Skip to content

Scholar Metrics Analysis

This page collects examples for paper citation counts, researcher-level Semantic Scholar metrics, and journal impact factors.

Paper Citation Counts

Fetch citation counts by DOI using Semantic Scholar:

>>> from paperscraper.citations import get_citations_by_doi
>>> get_citations_by_doi("10.1021/acs.jcim.3c00132")
12  # Semantic Scholar citation count.

You can also query Google Scholar by title:

>>> from paperscraper.citations import get_citations_from_title
>>> title = "GT4SD: Generative Toolkit for Scientific Discovery"
>>> get_citations_from_title(title)
9  # Google Scholar citation count.

Citation counts can differ between Semantic Scholar and Google Scholar. Google Scholar queries may trigger captchas during automated use. Semantic Scholar throughput can be increased with SS_API_KEY:

export SS_API_KEY=YOUR_API_KEY

For larger author-level runs, SS_REQUEST_TIMEOUT, SS_CONCURRENCY_LIMIT, and SS_RATE_LIMIT_DELAY can be tuned through environment variables.

Researcher Metrics

Semantic Scholar author pages expose paperCount, citationCount, and hIndex. You can query them by Semantic Scholar Author ID:

from paperscraper.citations.utils import semantic_scholar_requests_get

ssaid = "2062641025"
metrics = semantic_scholar_requests_get(
    f"https://api.semanticscholar.org/graph/v1/author/{ssaid}",
    params={"fields": "name,paperCount,citationCount,hIndex"},
).json()
{
    "authorId": "2062641025",
    "name": "Jannis Born",
    "paperCount": 63,
    "citationCount": 1910,
    "hIndex": 21,
}

Resolve the same author by name:

>>> from paperscraper.citations.utils import author_name_to_ssaid
>>> author_name_to_ssaid("Jannis Born")
("2062641025", "Jannis Born")

Or resolve through ORCID first:

>>> from paperscraper.citations.orcid import orcid_to_author_name
>>> from paperscraper.citations.utils import author_name_to_ssaid
>>> name = orcid_to_author_name("0000-0001-8307-5670")

┄┄┄┄┄┄┄┄┄┄

• _STATED EXERCISE A_
Summarize the scholar metrics page in two sentences.
• _STATED EXERCISE B_
Continue the scholar metrics page from the point where it stops.

(Extracted data entries)

┄┄┄┄┄┄┄┄┄┄

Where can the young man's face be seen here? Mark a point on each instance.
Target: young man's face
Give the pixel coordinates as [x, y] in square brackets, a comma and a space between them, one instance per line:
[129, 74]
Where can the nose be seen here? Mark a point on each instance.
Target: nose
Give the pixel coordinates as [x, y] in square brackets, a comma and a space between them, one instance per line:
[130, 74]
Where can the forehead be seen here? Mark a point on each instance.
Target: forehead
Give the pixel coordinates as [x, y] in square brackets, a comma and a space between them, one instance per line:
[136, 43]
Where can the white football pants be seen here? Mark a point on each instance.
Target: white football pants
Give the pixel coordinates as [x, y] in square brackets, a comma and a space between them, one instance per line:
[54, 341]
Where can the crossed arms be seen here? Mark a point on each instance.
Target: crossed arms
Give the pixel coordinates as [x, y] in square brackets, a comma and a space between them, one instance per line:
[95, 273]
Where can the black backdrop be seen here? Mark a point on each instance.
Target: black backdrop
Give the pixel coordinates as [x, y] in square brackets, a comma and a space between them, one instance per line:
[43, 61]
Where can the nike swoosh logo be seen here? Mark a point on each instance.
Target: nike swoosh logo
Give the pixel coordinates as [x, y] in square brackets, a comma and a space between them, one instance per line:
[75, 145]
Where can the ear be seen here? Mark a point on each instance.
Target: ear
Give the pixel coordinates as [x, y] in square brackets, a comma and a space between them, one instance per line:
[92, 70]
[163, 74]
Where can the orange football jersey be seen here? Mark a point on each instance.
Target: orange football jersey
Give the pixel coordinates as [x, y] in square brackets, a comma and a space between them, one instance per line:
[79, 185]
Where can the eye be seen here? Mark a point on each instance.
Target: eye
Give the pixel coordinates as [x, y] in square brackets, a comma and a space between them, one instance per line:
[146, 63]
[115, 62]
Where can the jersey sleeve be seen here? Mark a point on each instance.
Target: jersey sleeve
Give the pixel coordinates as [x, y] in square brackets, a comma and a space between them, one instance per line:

┄┄┄┄┄┄┄┄┄┄

• _EXPECTED OUTPUT A_
The scholar metrics page shows how to fetch paper citation counts by DOI through Semantic Scholar or by title through Google Scholar, noting that the two sources can report different counts and that Google Scholar queries may trigger captchas. It also shows how to query an author's paper count, citation count, and h-index by Semantic Scholar Author ID, and how to resolve that ID from the author's name or through ORCID.

• _EXPECTED OUTPUT B_
>>> author_name_to_ssaid(name)
("2062641025", "Jannis Born")

If you need the actual Semantic Scholar paper IDs for an author, use get_papers_for_author:

>>> from paperscraper.citations.utils import get_papers_for_author
>>> paper_ids = get_papers_for_author("2062641025")
>>> len(paper_ids)
63  # Number of papers linked to this Semantic Scholar author record.
>>> paper_ids[0]
'6c245545fcb88df49cf921ba0871b40818665b92'

Citation and paper counts can change as Semantic Scholar updates author records.

Journal Impact Factors

Use Impactor to search journal names, abbreviations, E-ISSNs, or NLM IDs.

>>> from paperscraper.impact import Impactor
>>> impactor = Impactor()
>>> impactor.search("Nat Comms", threshold=85, sort_by="impact")
[
    {"journal": "Nature Computational Science", "factor": 18.3, "score": 88},
    {"journal": "Nature Communications", "factor": 15.7, "score": 94},
    {"journal": "Natural Computing", "factor": 1.6, "score": 88},
]

threshold defaults to 100, which behaves like an exact search. Lower values allow fuzzier matches. sort_by can be "impact", "journal", or "score".

Search by abbreviation, NLM ID, or E-ISSN:

>>> impactor.search("Nat Rev Earth Environ")
[{"journal": "Nature Reviews Earth & Environment", "factor": 71.5, "score": 100}]
>>> impactor.search("101771060")
[{"journal": "Nature Reviews Earth & Environment", "factor": 71.5, "score": 100}]
>>> impactor.search("2662-138X")
[{"journal": "Nature Reviews Earth & Environment", "factor": 71.5, "score": 100}]

Filter by impact factor range:

>>> impactor.search("Neural network", threshold=85, min_impact=1.5, max_impact=20)
[
    {"journal": "IEEE Transactions on Neural Networks and Learning Systems", "factor": 8.9, "score": 93},
    {"journal": "NEURAL NETWORKS", "factor": 6.3, "score": 91},
    {"journal": "Network", "factor": 3.1, "score": 92},
    {"journal": "NETWORK-COMPUTATION IN NEURAL SYSTEMS", "factor": 1.6, "score": 92},
    {"journal": "WORK-A Journal of Prevention Assessment & Rehabilitation", "factor": 1.5, "score": 86},
]

Return all available fields:

>>> impactor.search("quantum information", threshold=90, return_all=True)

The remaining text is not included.